People fleeing war-torn South Sudan have seen "unimaginable horrors" and have been victims of abuses including rape, UK government's International Development Secretary Priti Patel has said in a statement sent to IBTimes UK.

She made the remarks as the conflict continues to displace thousands of people every day – the majority of which are children.

"The conflict and human rights abuses in South Sudan have torn families apart and caused unimaginable horrors for hundreds of thousands of children," Patel said.

Of the 1.8 million refugees who have fled South Sudan since war broke out in 2013, the UN estimated that 62% are children.

At least 950,000 South Sudanese have fled to Uganda, which the UN said it is now hosting "more refugees than any other country in Africa".

"Over half of all refugees arriving in neighbouring Uganda are children who have been forced to flee their country, sometimes alone, in an attempt to escape starvation, rape or recruitment as child soldiers," Patel said.

Given data:
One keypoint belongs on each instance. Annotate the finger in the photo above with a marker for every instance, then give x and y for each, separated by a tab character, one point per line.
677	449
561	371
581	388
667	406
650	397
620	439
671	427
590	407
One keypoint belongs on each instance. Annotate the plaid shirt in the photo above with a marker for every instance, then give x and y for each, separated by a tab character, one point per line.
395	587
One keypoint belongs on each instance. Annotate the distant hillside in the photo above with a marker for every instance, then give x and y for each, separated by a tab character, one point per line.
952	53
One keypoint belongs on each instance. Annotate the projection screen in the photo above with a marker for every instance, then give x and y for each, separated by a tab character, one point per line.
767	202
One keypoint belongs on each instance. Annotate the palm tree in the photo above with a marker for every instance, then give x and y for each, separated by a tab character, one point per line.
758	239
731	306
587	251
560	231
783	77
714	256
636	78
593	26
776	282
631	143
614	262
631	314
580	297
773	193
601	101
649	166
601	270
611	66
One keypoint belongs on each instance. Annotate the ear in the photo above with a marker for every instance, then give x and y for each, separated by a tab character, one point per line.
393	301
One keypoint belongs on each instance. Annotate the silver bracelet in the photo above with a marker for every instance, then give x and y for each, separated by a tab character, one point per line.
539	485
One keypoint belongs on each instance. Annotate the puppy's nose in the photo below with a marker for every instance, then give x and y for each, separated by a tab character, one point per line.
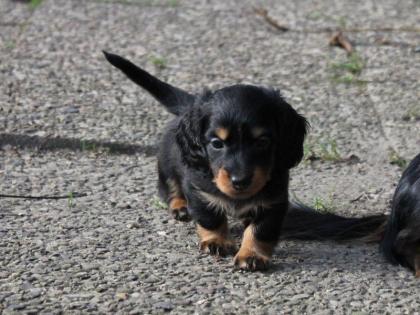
240	182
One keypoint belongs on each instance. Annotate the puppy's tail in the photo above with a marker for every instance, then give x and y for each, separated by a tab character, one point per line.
305	223
175	100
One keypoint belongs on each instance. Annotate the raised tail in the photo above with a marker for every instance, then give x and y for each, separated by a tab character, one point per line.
305	223
174	99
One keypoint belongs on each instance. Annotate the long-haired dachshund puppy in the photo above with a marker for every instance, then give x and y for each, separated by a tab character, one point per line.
229	152
401	242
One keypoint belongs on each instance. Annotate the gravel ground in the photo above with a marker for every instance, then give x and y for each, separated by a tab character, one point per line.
69	122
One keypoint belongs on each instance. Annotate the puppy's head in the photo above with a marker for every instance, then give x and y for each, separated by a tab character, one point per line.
243	134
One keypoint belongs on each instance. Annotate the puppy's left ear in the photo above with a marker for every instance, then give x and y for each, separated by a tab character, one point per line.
189	137
293	128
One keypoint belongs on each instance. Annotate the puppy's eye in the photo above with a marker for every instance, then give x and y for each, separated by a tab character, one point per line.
217	143
262	142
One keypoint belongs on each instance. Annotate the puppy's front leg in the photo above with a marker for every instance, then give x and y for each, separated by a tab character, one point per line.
212	229
259	239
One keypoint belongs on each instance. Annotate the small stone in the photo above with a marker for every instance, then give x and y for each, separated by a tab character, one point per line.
133	225
121	296
166	306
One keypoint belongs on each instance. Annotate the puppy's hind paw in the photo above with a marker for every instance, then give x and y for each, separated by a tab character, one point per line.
180	214
218	247
251	262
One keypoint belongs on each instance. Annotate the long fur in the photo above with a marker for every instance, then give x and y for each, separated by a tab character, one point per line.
305	223
174	99
265	139
401	242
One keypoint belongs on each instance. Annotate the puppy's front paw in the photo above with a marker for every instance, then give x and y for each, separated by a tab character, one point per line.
180	214
218	247
251	261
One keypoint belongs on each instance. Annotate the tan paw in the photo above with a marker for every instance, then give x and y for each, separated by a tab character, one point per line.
180	214
251	262
218	247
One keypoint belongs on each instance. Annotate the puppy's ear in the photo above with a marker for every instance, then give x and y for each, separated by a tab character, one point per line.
174	99
190	137
292	131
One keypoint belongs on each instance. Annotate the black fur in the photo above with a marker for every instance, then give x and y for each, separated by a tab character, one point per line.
401	242
305	223
264	140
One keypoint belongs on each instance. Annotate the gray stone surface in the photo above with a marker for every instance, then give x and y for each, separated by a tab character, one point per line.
117	250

What the task requires: Continue the news report on South Sudanese refugees from the point where it stops. The records have no part in what follows.

Answer:
The same views were echoed by World Vision, a global children's charity that is helping the Ugandan government cope with the refugee influx.

The organisation has so far reached about 700,000 refugees in five districts across northern Uganda. Among other projects, the organisation helps children cope with trauma caused by war and abandonment, aiding them to build their new lives in the host country.

"The circumstances in which children are displaced are horrible. Some of them have seen their parents being butchered, some of them have slept in the bushes for more than a month with no food and sometimes no water," Richard Duuki, child protection facilitator at World Vision Uganda, told IBTimes UK.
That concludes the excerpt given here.